* START Source passage *

Understanding the 'd' in derivative notation


I have a little bit of trouble understanding what the ‘d’ means/is standing for in the notation of derivatives. It is somehow confusing me, because I could not explain it´s behaviour with my current understanding of maths (it doesn´t seem to be a variable nor a function).
I´m wondering how d affects the term that it´s standing in front of.

I would really appreciate if someone has a good explanation for this!

The derivates in the courses are the derivates regarding the cost J.
Namely when you see dA for example, you should understand it as dJ/dA. That’s for notation simplicity.

If you’re not familiar with the ‘d’ notation, which is more commonly used in physics, a simple way would be to consider the equation:

f(x) = w.x + b
the linear regression function (in the courses: y = w.x + b)

the notation ‘dx’ in this case would represent the derivate of f regarding x.
which means dx = f’ = df/dx

Thanks for your reply!
I probably should have made my question more clear.
You seem to describe the naming convention of code variables that store the derivates of i.e. the function J(x) in regard to it´s variable x (would be variable ‘dx’).

I´m rather struggling with this here:
For me this notation seems like you´re deviding the derivate of the function f by the derivate of the number x. But this doesn´t make sense because there´s no derivate of a number (dx).

Also sometimes you see this notation of the same thing:

This seems to suggest d to be a variable, independent of any term coming directly after it (as it does in df/dx). So it could be written like this:

d = ?

What would that be? Or what different meaning has d in a formula?


‘d’ is not a variable or rather it is not a thing as its own.

* END Source passage *
* START Record list *

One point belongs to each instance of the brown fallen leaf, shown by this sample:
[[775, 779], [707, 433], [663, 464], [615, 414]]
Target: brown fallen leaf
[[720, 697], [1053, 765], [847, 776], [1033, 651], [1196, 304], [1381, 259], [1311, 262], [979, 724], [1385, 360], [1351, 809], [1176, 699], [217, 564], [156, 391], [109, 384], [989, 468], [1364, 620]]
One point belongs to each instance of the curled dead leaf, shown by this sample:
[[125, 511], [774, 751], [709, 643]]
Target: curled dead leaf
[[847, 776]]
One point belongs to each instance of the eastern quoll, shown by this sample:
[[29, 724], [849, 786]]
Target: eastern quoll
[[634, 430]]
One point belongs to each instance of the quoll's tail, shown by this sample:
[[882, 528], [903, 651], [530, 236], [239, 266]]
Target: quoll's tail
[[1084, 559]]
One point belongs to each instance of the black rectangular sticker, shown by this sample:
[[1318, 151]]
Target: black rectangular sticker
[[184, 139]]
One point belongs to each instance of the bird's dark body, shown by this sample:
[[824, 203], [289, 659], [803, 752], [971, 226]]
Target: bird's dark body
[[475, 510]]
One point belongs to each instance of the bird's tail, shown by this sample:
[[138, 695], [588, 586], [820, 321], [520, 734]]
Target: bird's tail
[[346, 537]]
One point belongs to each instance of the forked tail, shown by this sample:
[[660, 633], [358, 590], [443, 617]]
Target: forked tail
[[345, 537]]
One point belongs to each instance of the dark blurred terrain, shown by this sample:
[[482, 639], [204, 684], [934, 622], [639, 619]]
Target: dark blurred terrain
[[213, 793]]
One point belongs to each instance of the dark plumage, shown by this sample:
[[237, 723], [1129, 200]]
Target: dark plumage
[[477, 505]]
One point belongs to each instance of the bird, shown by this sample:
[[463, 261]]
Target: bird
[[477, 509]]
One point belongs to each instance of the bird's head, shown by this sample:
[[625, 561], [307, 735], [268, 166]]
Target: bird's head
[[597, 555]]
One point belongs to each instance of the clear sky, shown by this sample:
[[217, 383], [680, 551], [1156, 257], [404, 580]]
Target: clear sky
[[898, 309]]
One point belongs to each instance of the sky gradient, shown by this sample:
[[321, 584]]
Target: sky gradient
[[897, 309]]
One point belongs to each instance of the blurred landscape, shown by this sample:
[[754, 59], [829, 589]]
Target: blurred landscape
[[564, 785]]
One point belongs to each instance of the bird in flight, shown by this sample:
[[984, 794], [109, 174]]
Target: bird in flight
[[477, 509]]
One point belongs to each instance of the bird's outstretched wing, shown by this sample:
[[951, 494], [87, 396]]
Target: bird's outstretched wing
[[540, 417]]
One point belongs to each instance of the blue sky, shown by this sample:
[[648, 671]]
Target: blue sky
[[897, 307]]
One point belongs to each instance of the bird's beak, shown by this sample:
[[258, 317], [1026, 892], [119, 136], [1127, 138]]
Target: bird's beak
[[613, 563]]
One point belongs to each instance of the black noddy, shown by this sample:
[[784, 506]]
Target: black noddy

* END Record list *

— Requirement A —
In the derivative notation thread, how should dA be understood in the courses?
— Requirement B —
Rewrite the paragraph of the derivative notation thread that begins "The derivates in the courses are" as a single shorter sentence.
Rely only on the derivative notation thread when answering.

— Written reply A —
It should be understood as dJ/dA.

— Written reply B —
In the courses, derivatives are taken with respect to the cost J, so for simpler notation dA stands for dJ/dA.